EXCERPTED TEXT Block Start
Blixa Bargeld (born Christian Emmerich, 12 January 1959) is a German musician who has been the lead singer of the band Einstürzende Neubauten since its formation in 1980. Bargeld was also a founding member of the Australian rock band Nick Cave and the Bad Seeds, serving as a member from 1983 until his departure in 2003.

Early life
Bargeld left school prior to completion, and is self-taught. He experimented with audio equipment as a teenager, including the disassembling of tape recorders. The first album that he owned was by Pink Floyd, but he quickly moved on to German krautrock acts such as Kraftwerk, Neu! and Can, which he described as his biggest influences at the time.

Bargeld is from the Tempelhof area of West Berlin and he moved out of his parents' home in the late 1970s. A 2008 documentary featured him visiting his mother and talking to her about his childhood and the relationship that he had with his parents.

Career
In 1980, Bargeld founded the group Einstürzende Neubauten ("Collapsing New Constructions").  Bargeld spoke of the early days of Neubauten in 2010:

The starting point for Neubauten was more that we didn't have anything, so I didn't really have the choice to say 'I am doing this, I am doing that, or maybe I should play organ'. I didn't have any of these things, and I could not afford any of these things, and neither could anybody else in the group. It was more of the logical consequence of what can we obtain, and that's how it turned out. It certainly didn't start out as an artistic concept to say "let's do something different", it started as an extension of the live situation as it already was.

From 1983 to 2003, Bargeld was a guitarist and backing vocalist with Nick Cave and the Bad Seeds. He also sang lead vocals with Cave on several songs, such as "The Carny" and "The Weeping Song". Cave first saw Bargeld performing with Einstürzende Neubauten on TV while the Birthday Party, Cave's band at the time, were touring in Amsterdam. He described the music as "mournful", Bargeld as looking "destroyed", and his screams as: "a sound you would expect to hear from strangled cats or dying children."

Bargeld played guitar on the Gun Club song "Yellow Eyes" from their 1987 album Mother Juno. He also played on the album Novice by Alain Bashung in 1989.

Since the mid-1990s, Bargeld has appeared live with his solo Rede/Speech Performances. During these performances, usually supported by Neubauten's sound engineer Boris Wilsdorf, he works with microphones, sound effects, overdubbing with the help of sampler loops and speaks English or German. The performed pieces include a vocal creation of the DNA of an angel and a parody of a techno song.

In 2000 he worked together with Oliver Augst on the music for the plays Rosa Melonen Schnitt Freude based on words by Gertrude Stein and Rom, Blicke by Rolf Dieter Brinkmann, which they also performed together in Italy, Germany and Austria.
EXCERPTED TEXT Block End
RECORDED INFORMATION Block Start
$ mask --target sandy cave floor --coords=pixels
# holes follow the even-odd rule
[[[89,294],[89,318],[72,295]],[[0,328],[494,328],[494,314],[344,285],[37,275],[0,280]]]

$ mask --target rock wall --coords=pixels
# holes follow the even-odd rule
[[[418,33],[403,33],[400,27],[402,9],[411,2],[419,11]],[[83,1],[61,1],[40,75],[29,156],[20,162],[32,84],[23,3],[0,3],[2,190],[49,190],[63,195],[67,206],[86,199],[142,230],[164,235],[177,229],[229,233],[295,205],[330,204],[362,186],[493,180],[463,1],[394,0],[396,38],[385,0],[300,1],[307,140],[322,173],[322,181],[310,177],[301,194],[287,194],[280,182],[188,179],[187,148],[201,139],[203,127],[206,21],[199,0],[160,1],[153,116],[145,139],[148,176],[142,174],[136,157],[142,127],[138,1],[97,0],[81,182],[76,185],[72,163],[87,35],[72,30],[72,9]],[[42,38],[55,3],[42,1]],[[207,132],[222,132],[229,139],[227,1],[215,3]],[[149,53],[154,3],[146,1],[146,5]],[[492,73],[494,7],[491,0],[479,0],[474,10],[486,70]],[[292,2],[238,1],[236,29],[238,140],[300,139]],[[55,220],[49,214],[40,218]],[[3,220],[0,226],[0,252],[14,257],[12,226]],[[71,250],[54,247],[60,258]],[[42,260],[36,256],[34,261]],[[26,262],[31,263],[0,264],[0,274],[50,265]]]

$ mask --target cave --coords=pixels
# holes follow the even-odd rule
RECORDED INFORMATION Block End
** WHAT IS BEING ASKED **
Rewrite the Blixa Bargeld text starting at "Bargeld played guitar" and ending at "Germany and Austria.", substituting "audio engineer" for "sound engineer".

** EXPECTED ANSWER **
Bargeld played guitar on the Gun Club song "Yellow Eyes" from their 1987 album Mother Juno. He also played on the album Novice by Alain Bashung in 1989.

Since the mid-1990s, Bargeld has appeared live with his solo Rede/Speech Performances. During these performances, usually supported by Neubauten's audio engineer Boris Wilsdorf, he works with microphones, sound effects, overdubbing with the help of sampler loops and speaks English or German. The performed pieces include a vocal creation of the DNA of an angel and a parody of a techno song.

In 2000 he worked together with Oliver Augst on the music for the plays Rosa Melonen Schnitt Freude based on words by Gertrude Stein and Rom, Blicke by Rolf Dieter Brinkmann, which they also performed together in Italy, Germany and Austria.